• Written exercise A
Pick out every line in the records below that contains the string "pillar", treating uppercase and lowercase as different.
## BEGIN Source
# Anthony Bourdain's new book



## coolj (Dec 12, 2000)

I was at Chapters last night, and I picked up a copy of the Rocky Mountain Resort Cook Book, and I noticed on the little flyer the slipped into the bag, that Anthony Bourdain has a new book, which is going to be a feature of the Month. I believe it's called 'A Cook's Tour'. Has anyone had a chance to read this one ?.


----------



## rachel (Oct 27, 2001)

No, I don't want to and I never will. . .Anthony who??


----------



## suzanne (May 26, 2001)

Greg and I had a little exchange about _A Cook's Tour_ in the other *Anthony Bourdain* thread on 1/1/02. (Sorry, I don't know how to insert a link to that thread, if there is a way.) We pretty much agreed that the book is enjoyable to read, but a little strange in the way it kind of loops back on itself a couple of times. (Greg, correct me if you disagree.) The book has some interesting content, but really is just an adjunct to the FoodTV series that started airing the night before last. I haven't seen the show, though.


----------



## greg (Dec 8, 1999)

I definitely agree with Suzanne on the book. I just saw the first installment of the show, though, and I would have to say the show is an adjunct to the book. I liked the show, but it's much better to read anything than to see a filmed version; fiction or non-fiction. In the book, Bourdain has (and takes) the opportunity to expound upon his experiences in his own unique style and in greater detail than would ever be possible in a 30 minute spot on commercial TV. Having lived in Tokyo myself made it especially painfully obvious. I do have to say, it was nice to put a face and voice to things and people I'd only read about.


----------



## devotay (May 14, 2001)

Rachel - It may not be surprising, but I've obviously missed something. Why the open hostility toward Mr. Bourdain?

As for the TV thing, I suspect that it was merely part publicity stunt and part a crafty way to get someone else to pay for all the travel. We are capitalists 'round here, after all. 

I'm enjoying the book. I find his sense of humor and his detailed descriptions entertaining and informative. What more do you want from such a book? Gospel truth? Forget it.

Don't know if I'll ever see the show, as I am annoyed by the All-Emeril-All-the-Time facets of FoodTV.

Peace,
kmf


----------



## greg (Dec 8, 1999)
## END Source
## BEGIN Input records
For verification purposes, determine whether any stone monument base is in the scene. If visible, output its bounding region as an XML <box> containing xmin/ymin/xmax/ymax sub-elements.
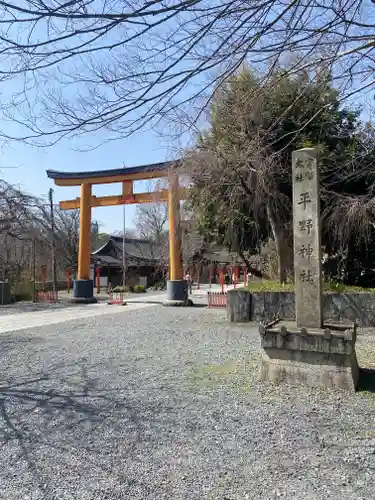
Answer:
<box><xmin>259</xmin><ymin>321</ymin><xmax>359</xmax><ymax>391</ymax></box>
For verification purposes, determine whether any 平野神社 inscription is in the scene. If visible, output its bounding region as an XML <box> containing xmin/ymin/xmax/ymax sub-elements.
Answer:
<box><xmin>293</xmin><ymin>149</ymin><xmax>322</xmax><ymax>328</ymax></box>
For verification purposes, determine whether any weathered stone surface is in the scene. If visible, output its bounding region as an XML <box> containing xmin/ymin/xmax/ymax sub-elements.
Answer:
<box><xmin>227</xmin><ymin>290</ymin><xmax>375</xmax><ymax>327</ymax></box>
<box><xmin>259</xmin><ymin>325</ymin><xmax>359</xmax><ymax>391</ymax></box>
<box><xmin>292</xmin><ymin>148</ymin><xmax>323</xmax><ymax>328</ymax></box>
<box><xmin>249</xmin><ymin>292</ymin><xmax>295</xmax><ymax>322</ymax></box>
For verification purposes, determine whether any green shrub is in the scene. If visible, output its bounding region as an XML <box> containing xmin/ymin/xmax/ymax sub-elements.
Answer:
<box><xmin>245</xmin><ymin>280</ymin><xmax>375</xmax><ymax>293</ymax></box>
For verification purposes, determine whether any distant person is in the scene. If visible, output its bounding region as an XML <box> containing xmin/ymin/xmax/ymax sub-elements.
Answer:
<box><xmin>185</xmin><ymin>273</ymin><xmax>193</xmax><ymax>295</ymax></box>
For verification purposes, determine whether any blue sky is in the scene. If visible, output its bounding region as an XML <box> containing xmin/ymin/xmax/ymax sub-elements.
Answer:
<box><xmin>0</xmin><ymin>127</ymin><xmax>179</xmax><ymax>232</ymax></box>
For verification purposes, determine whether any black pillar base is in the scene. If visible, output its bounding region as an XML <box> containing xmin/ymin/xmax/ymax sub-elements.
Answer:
<box><xmin>70</xmin><ymin>280</ymin><xmax>97</xmax><ymax>304</ymax></box>
<box><xmin>163</xmin><ymin>280</ymin><xmax>191</xmax><ymax>307</ymax></box>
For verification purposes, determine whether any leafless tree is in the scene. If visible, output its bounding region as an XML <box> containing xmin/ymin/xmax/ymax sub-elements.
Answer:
<box><xmin>0</xmin><ymin>0</ymin><xmax>375</xmax><ymax>144</ymax></box>
<box><xmin>134</xmin><ymin>203</ymin><xmax>168</xmax><ymax>245</ymax></box>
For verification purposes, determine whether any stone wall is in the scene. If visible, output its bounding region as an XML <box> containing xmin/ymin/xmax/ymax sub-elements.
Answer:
<box><xmin>227</xmin><ymin>290</ymin><xmax>375</xmax><ymax>326</ymax></box>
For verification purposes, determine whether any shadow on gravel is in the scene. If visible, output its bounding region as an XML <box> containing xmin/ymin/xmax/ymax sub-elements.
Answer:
<box><xmin>357</xmin><ymin>368</ymin><xmax>375</xmax><ymax>392</ymax></box>
<box><xmin>0</xmin><ymin>352</ymin><xmax>154</xmax><ymax>500</ymax></box>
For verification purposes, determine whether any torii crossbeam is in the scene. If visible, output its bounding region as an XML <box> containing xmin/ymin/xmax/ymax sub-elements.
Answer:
<box><xmin>47</xmin><ymin>160</ymin><xmax>191</xmax><ymax>305</ymax></box>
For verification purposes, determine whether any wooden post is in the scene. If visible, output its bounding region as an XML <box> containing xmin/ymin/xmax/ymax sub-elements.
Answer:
<box><xmin>95</xmin><ymin>266</ymin><xmax>100</xmax><ymax>293</ymax></box>
<box><xmin>78</xmin><ymin>183</ymin><xmax>91</xmax><ymax>280</ymax></box>
<box><xmin>168</xmin><ymin>174</ymin><xmax>184</xmax><ymax>281</ymax></box>
<box><xmin>42</xmin><ymin>266</ymin><xmax>47</xmax><ymax>292</ymax></box>
<box><xmin>66</xmin><ymin>269</ymin><xmax>71</xmax><ymax>293</ymax></box>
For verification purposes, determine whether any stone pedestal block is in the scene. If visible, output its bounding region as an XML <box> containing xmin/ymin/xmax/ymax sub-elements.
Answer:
<box><xmin>163</xmin><ymin>280</ymin><xmax>188</xmax><ymax>307</ymax></box>
<box><xmin>259</xmin><ymin>323</ymin><xmax>359</xmax><ymax>391</ymax></box>
<box><xmin>71</xmin><ymin>280</ymin><xmax>97</xmax><ymax>304</ymax></box>
<box><xmin>227</xmin><ymin>290</ymin><xmax>251</xmax><ymax>323</ymax></box>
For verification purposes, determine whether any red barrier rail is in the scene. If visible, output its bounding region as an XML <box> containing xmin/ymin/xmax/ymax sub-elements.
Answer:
<box><xmin>36</xmin><ymin>290</ymin><xmax>59</xmax><ymax>304</ymax></box>
<box><xmin>207</xmin><ymin>292</ymin><xmax>228</xmax><ymax>308</ymax></box>
<box><xmin>108</xmin><ymin>292</ymin><xmax>124</xmax><ymax>304</ymax></box>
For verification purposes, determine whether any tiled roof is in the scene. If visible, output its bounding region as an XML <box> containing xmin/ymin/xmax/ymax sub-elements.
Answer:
<box><xmin>92</xmin><ymin>236</ymin><xmax>161</xmax><ymax>266</ymax></box>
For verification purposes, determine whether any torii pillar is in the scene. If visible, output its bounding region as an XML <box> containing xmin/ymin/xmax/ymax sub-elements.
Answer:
<box><xmin>72</xmin><ymin>182</ymin><xmax>97</xmax><ymax>304</ymax></box>
<box><xmin>164</xmin><ymin>174</ymin><xmax>188</xmax><ymax>306</ymax></box>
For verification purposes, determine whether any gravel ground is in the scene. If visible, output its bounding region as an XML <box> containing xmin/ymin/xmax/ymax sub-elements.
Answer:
<box><xmin>0</xmin><ymin>306</ymin><xmax>375</xmax><ymax>500</ymax></box>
## END Input records
• Written exercise B
Carry on the forum thread about Anthony Bourdain's new book from the point where it stops.

• Expected answer A
For verification purposes, determine whether any black pillar base is in the scene. If visible, output its bounding region as an XML <box> containing xmin/ymin/xmax/ymax sub-elements.
For verification purposes, determine whether any torii pillar is in the scene. If visible, output its bounding region as an XML <box> containing xmin/ymin/xmax/ymax sub-elements.

• Expected answer B
Kurt, the show is worth it. I think that part of Bourdain's appeal is that although he has achieved a level of fame or noteriety (call it what you will), I don't think he's changed much. It's apparent in the TV show. At least that's my impression; I don't claim to know him personally. I *do* know that an unsolicited communication sent to him by me was politely received and answered in a matter of hours. Good luck getting that kind of response out of the "bam" man!


----------



## marmalady (Apr 19, 2001)

A little insight on the recent 'celeb chef' programming on FoodTV. I ran into David Rosengarten at Wegman's a few weeks ago - he was doing a book signing, and I just happened to be there! David had the show Taste, the bomb of a game show on FoodTV, and hosts 'In Food Today'. For those of you who have seen him, he's just as affable in person - I felt like I was chatting with an old friend!

Anyway, asked him if he had anything new in the works, and told him how much lots of folks missed 'Taste', a truly informative show. He shared that there's a new CEO at FoodTV, who's very much into the celeb chef thing, and that's why we're seeing so many 'glitzy' shows, a la Emeril, The Naked Chef, Anthony Bourdain, etc., and not so many of the truly informative ones. 

Anyone who's interested can email FoodTV and complain.


----------



## suzanne (May 26, 2001)

Dear Kurt,

I have nothing personally against Tony Bourdain (almost wish I did  , he IS pretty hot to look at, even with his s-e-g! :blush: ). Nor do I think he misrepresents the industry -- exagerrates, perhaps, but does not say what is not to some degree true. My disagreement is more with the publisher of _A Cook's Tour_, who seems to have done a less-than-careful job on pushing out the book. As my avatar suggests, I am a book lover, and that sort of sloppy work really irks me. Since I cannot watch his show, the book is all I have to go on.

At least Food TV has used his _persona_ in the best one-to-one correspondence. I mean, I love Les Halles, but I wouldn't honestly expect a great *COOKING* show from its exec chef. From what Marmalady said, it all makes sense.


----------



## rachel (Oct 27, 2001)

Devotay,
it's not open hostility to Bourdain per se. It's just anti-celebrity chef. I think that are the the new pop stars and he is yet another one and. . .well. . . yawn. . .
I was going to say that chefs should be like artists (as so many of them on cheftalk show themselves to be) but the Turner prize, one of the most prestigious art prizes in Britain was one by someone (who, incidentally was Scottish - so I'm even criticising a fellow countryman) who's 'instalation' was a white room with a light switched on. maybe chefs are better being popstars. .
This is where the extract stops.